> SELEÇÃO:
4. Insistindo no acolhimento cordial e respeitoso de todas as pessoas, especialmente nos casos referidos, o Papa Francisco pretende sobretudo ressaltar o valor do matrimónio cristão e a necessidade de o preparar e acompanhar. É uma insistência retomada ao longo de toda a Amoris laetitia, como se lê em trechos tão claros como este: «Como cristãos, não podemos renunciar a propor o matrimónio, para não contradizer a sensibilidade atual, para estar na moda, ou por sentimentos de inferioridade face ao descalabro moral e humano; estaríamos a privar o mundo dos valores que podemos e devemos oferecer» (AL, 35).

Quer antes quer depois da celebração do matrimónio, o Papa Francisco refere o seu caráter vinculativo: «Tanto a pastoral pré-matrimonial como a matrimonial devem ser, antes de mais nada, uma pastoral do vínculo, na qual se ofereçam elementos que ajudem quer a amadurecer o amor quer a superar os momentos duros» (AL, 211). E quase concluindo: «Em suma, a espiritualidade matrimonial é uma espiritualidade do vínculo habitado pelo amor divino» (AL, 315).

> PEDIDO:
Indique todos os números de parágrafo da Amoris laetitia citados na seleção. As linhas que se seguem não têm qualquer relação com a seleção.

> LINHAS DE DADOS:
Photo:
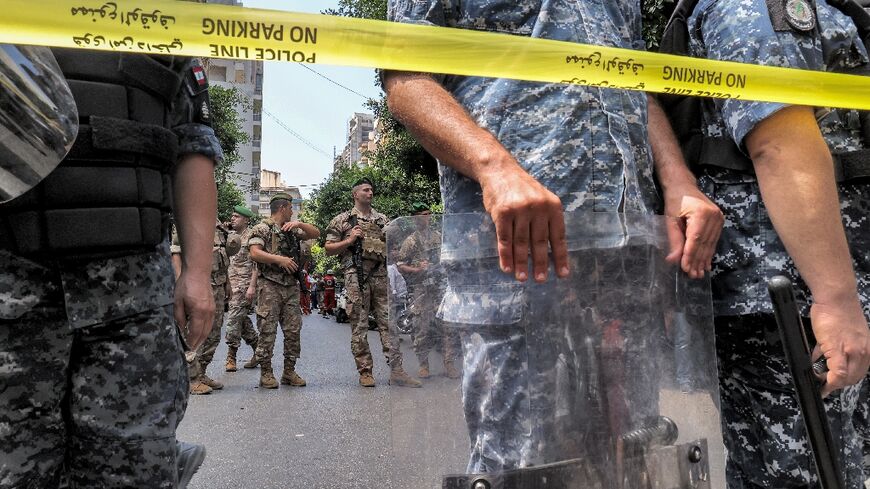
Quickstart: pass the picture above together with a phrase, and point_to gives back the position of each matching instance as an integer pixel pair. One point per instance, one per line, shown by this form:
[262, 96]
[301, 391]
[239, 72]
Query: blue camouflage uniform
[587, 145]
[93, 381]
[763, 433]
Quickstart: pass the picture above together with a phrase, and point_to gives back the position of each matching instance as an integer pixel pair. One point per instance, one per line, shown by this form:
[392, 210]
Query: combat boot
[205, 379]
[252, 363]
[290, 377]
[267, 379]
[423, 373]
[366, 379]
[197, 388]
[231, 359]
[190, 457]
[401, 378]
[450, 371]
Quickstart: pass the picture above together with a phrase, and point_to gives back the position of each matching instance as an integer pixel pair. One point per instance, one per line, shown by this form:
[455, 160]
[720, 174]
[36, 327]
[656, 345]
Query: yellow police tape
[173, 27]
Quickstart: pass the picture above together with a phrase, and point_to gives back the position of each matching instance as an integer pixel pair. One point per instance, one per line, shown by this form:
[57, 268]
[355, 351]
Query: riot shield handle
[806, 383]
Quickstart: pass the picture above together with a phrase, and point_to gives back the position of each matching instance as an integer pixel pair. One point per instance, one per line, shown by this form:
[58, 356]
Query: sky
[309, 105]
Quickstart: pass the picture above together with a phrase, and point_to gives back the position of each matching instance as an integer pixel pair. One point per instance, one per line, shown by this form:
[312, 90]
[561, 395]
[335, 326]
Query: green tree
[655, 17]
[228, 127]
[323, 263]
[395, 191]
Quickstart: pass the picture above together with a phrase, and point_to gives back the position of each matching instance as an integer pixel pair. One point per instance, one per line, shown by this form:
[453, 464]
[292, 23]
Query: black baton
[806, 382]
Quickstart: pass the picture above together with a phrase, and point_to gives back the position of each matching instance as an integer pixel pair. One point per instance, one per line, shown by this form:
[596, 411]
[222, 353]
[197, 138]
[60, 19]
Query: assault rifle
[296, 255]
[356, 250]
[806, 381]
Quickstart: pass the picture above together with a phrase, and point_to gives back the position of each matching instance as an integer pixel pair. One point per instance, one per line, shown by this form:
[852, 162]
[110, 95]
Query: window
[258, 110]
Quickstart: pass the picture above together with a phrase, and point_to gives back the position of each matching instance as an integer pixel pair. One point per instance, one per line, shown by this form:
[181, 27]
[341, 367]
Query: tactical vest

> RESPOSTA DO EXERCÍCIO:
35, 211 e 315.